------ DATA FOR ANALYSIS ------
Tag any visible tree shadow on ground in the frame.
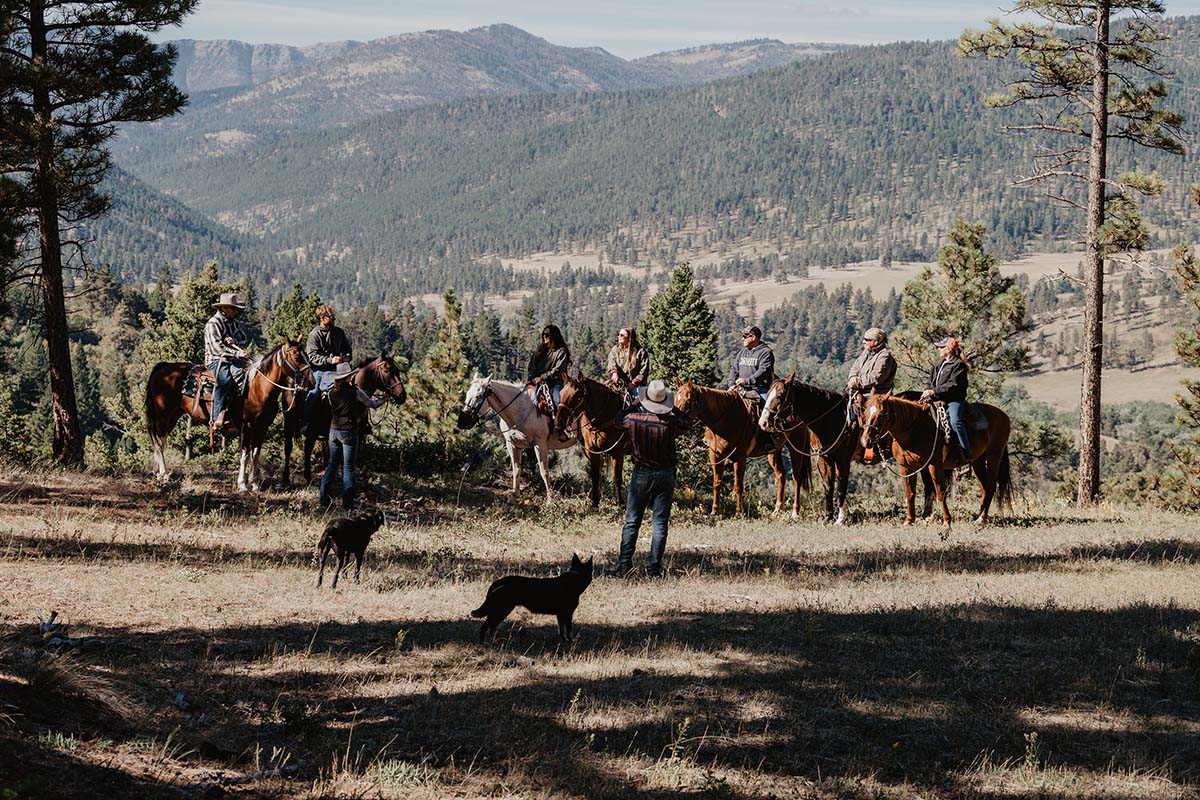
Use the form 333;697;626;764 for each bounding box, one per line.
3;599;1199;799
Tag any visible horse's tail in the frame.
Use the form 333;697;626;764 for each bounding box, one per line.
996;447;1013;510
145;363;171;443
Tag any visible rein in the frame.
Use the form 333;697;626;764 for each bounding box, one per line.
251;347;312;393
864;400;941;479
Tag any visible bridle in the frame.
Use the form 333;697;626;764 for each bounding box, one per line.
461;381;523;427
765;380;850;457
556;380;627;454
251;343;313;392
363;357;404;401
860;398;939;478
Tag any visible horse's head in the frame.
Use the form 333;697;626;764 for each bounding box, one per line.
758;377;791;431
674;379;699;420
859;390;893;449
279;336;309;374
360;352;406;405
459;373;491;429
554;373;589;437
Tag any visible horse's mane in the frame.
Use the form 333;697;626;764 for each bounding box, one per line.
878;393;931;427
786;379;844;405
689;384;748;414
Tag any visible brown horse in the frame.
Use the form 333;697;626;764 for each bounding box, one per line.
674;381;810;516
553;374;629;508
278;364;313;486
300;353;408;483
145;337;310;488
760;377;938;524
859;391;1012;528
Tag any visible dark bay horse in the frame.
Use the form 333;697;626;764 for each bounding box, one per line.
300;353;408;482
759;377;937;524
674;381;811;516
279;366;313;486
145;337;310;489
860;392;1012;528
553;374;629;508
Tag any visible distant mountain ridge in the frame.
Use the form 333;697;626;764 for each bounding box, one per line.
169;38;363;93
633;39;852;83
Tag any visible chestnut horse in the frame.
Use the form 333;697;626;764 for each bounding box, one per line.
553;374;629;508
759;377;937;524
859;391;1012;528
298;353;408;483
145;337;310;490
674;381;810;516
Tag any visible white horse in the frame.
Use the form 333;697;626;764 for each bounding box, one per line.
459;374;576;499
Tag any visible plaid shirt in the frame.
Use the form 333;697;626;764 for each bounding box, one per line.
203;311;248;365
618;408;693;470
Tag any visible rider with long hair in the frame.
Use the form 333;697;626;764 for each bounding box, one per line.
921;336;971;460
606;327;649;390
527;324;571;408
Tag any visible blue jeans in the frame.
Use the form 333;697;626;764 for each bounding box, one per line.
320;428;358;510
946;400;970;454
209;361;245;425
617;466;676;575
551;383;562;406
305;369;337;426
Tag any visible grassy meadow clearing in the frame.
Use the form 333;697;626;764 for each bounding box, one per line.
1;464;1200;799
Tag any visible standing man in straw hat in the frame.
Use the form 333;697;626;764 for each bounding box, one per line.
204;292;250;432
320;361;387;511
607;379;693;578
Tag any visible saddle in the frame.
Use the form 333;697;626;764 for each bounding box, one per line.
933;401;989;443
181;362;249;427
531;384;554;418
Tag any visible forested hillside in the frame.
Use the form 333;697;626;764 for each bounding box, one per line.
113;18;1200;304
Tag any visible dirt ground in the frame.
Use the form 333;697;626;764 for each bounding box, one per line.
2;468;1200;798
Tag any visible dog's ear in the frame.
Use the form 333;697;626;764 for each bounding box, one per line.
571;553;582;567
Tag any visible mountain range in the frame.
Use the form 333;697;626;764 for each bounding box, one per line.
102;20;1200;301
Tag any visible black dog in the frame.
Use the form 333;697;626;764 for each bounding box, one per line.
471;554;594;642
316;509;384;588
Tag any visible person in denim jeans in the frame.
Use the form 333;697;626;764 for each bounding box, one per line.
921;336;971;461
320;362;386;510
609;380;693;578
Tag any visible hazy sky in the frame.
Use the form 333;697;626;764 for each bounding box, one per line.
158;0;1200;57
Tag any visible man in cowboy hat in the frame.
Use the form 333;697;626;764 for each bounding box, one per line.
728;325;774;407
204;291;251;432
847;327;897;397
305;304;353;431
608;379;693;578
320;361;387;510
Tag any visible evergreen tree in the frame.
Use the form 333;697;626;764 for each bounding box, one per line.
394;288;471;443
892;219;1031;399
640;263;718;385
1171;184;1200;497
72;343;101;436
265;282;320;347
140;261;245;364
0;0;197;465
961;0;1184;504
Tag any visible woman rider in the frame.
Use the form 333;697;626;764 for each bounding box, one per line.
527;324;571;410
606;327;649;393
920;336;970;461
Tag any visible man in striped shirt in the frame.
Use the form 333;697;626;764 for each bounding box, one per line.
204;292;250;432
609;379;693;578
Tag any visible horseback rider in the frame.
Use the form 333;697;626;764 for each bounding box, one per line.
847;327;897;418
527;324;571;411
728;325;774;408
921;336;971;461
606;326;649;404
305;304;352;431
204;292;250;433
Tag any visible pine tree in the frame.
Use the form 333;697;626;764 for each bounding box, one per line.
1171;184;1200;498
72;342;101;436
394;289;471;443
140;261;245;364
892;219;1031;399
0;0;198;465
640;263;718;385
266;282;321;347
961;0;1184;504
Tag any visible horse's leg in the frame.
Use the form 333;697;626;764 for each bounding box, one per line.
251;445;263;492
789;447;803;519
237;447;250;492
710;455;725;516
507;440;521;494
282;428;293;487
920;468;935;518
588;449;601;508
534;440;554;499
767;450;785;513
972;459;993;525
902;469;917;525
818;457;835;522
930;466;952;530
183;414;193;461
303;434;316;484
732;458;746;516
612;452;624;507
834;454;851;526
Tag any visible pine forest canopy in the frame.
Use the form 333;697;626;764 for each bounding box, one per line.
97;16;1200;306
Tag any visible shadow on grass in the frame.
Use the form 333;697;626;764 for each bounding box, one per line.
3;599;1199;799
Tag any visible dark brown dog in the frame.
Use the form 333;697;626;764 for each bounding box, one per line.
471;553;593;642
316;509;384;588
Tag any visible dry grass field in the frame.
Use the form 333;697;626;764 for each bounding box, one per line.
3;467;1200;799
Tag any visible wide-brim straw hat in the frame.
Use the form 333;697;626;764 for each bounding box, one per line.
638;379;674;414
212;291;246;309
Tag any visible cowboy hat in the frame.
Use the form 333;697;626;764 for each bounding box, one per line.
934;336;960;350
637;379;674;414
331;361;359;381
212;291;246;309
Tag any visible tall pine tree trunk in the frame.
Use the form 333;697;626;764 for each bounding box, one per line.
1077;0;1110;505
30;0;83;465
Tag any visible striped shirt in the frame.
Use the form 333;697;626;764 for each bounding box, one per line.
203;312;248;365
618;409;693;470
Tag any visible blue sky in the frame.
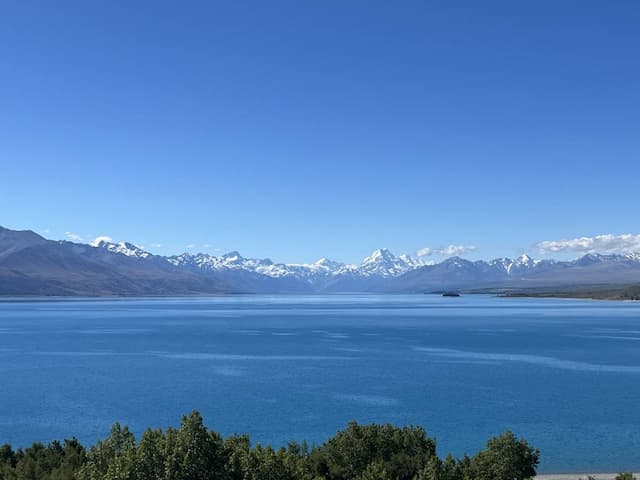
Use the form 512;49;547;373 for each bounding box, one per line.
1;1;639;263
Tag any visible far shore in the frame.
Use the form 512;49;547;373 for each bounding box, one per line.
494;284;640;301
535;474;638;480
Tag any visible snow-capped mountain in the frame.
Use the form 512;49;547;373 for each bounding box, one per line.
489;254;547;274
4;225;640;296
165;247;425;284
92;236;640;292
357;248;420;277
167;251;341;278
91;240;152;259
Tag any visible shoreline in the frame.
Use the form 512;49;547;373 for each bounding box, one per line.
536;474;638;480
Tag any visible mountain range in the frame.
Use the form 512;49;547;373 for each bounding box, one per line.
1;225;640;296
------
------ DATA FOR ANALYSIS ------
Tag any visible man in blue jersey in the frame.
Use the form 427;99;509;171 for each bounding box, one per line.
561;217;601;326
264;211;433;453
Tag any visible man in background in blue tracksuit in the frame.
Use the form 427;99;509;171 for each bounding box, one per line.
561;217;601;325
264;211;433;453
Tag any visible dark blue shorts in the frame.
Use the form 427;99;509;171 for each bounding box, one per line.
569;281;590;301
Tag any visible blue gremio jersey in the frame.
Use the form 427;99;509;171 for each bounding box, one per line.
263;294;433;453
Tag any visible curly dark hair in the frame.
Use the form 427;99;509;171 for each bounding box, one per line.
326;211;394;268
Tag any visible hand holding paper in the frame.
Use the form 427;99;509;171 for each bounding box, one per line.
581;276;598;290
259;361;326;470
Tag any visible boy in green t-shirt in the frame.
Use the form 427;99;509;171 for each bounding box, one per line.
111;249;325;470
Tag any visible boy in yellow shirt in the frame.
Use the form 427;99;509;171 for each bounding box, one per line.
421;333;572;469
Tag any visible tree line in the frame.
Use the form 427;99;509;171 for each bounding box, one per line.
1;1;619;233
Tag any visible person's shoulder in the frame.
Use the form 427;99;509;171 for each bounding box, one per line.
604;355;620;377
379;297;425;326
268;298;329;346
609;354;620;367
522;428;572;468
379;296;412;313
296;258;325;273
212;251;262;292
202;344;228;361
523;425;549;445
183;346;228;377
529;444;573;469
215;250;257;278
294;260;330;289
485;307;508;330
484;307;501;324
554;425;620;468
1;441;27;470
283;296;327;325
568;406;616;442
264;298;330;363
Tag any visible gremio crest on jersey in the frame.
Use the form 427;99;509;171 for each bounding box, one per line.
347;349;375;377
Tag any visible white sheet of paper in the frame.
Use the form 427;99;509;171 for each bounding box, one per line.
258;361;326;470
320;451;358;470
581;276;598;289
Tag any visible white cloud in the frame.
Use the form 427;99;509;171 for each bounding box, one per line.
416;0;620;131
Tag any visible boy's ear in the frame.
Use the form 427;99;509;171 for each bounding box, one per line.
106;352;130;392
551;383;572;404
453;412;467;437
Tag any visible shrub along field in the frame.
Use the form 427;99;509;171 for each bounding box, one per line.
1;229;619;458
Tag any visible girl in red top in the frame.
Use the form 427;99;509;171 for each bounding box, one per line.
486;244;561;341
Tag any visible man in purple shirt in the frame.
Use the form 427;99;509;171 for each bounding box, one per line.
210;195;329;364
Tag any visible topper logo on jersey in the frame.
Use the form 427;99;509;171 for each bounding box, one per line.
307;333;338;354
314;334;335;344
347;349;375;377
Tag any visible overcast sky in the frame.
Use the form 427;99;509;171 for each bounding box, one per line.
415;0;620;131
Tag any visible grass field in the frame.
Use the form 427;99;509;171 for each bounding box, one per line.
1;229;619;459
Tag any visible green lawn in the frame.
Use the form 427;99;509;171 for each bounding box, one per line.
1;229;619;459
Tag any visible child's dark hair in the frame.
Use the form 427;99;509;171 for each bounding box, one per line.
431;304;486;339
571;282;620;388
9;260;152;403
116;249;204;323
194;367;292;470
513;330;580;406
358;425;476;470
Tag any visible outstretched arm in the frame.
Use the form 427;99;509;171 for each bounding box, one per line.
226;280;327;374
------
------ DATA FOR ANALYSIS ------
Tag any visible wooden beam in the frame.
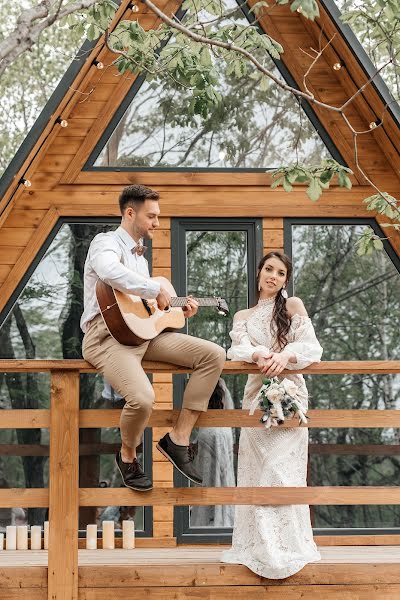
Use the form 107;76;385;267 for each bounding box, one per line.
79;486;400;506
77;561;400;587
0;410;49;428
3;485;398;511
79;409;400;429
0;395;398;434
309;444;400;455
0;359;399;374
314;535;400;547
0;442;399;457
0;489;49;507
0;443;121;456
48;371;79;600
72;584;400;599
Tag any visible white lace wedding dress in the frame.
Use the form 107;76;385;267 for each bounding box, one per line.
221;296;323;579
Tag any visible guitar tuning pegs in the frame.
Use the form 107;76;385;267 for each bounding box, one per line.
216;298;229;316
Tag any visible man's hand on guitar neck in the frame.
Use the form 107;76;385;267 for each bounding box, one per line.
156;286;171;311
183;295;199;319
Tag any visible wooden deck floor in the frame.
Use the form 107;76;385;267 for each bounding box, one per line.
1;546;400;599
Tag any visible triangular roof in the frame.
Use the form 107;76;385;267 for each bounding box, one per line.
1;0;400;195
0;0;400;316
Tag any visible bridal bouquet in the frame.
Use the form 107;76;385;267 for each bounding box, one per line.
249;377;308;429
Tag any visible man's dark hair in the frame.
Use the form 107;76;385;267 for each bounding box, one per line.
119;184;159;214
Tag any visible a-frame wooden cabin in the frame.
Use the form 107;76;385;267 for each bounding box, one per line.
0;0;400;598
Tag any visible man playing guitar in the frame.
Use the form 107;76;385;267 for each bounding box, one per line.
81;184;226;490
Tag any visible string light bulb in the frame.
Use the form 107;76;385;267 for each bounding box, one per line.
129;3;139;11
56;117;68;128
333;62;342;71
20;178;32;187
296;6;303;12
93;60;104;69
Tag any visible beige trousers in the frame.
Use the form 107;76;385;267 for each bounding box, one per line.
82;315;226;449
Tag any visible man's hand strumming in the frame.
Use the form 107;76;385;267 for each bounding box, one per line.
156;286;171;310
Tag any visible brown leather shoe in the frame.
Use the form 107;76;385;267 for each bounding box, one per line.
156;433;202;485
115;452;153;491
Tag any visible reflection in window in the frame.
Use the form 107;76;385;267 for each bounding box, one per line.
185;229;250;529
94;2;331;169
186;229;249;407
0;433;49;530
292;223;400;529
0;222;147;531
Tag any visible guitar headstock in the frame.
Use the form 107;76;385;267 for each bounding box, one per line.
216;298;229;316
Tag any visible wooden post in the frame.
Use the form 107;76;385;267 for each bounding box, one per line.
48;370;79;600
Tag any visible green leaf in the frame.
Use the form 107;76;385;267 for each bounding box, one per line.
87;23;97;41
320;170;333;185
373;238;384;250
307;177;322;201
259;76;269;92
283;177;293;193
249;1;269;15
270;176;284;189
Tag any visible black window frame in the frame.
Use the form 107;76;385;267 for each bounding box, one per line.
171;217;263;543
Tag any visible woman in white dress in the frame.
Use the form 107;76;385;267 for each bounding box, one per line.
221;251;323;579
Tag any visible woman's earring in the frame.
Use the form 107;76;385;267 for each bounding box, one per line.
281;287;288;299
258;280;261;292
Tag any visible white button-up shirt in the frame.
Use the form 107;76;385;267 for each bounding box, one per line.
------
* WHAT IS EXPECTED
Gather each line of the listing containing the word "cowboy" and show it.

* FINISHED EXERCISE
Tag any visible man in cowboy hat in the frame.
Tag any visible cowboy hat in the frame.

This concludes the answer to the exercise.